• **What is required**: Select each line of the entries below that contains the word "hand", and copy those lines out in full.

• **Data records**:
-- Start --
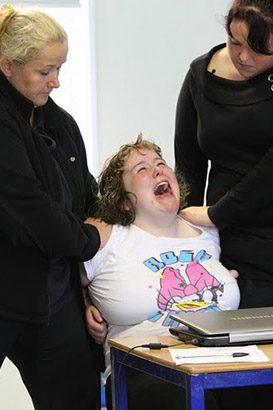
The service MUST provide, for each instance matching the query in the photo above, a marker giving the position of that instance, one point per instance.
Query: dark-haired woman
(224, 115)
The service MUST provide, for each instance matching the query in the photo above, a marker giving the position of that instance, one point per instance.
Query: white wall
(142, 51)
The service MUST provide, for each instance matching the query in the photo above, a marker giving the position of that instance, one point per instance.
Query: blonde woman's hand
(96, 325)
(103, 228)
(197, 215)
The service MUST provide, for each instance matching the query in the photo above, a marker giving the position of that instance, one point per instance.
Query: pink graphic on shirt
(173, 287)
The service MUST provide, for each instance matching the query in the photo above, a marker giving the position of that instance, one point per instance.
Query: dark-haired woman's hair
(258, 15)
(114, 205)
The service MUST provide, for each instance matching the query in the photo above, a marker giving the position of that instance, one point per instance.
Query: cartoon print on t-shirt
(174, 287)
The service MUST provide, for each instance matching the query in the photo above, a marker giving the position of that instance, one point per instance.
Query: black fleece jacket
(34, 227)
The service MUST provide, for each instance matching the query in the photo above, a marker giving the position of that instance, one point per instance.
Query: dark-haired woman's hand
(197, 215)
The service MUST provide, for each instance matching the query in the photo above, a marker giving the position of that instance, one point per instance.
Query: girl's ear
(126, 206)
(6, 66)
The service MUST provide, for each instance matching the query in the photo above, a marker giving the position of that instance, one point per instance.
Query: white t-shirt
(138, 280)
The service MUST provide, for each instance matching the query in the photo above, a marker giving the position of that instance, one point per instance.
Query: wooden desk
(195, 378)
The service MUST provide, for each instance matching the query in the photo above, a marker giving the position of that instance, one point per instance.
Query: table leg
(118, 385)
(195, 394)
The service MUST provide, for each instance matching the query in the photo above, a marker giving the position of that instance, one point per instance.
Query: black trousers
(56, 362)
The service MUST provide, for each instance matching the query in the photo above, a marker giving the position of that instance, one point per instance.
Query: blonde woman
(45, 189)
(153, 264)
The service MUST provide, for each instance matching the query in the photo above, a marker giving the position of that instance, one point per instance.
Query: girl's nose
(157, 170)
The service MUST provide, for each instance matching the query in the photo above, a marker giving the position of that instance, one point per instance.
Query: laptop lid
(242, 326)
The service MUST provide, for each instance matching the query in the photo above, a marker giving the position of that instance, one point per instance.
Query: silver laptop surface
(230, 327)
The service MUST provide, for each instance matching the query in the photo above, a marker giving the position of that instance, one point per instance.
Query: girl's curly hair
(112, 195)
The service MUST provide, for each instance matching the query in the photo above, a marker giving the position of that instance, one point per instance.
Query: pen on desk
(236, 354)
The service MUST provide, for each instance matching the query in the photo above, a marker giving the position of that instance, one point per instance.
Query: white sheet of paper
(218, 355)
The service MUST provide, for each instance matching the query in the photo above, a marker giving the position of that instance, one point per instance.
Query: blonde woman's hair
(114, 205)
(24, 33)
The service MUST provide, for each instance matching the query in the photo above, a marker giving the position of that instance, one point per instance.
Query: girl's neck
-- End --
• **Written response**:
Query: blonde woman's hand
Query: dark-haired woman's hand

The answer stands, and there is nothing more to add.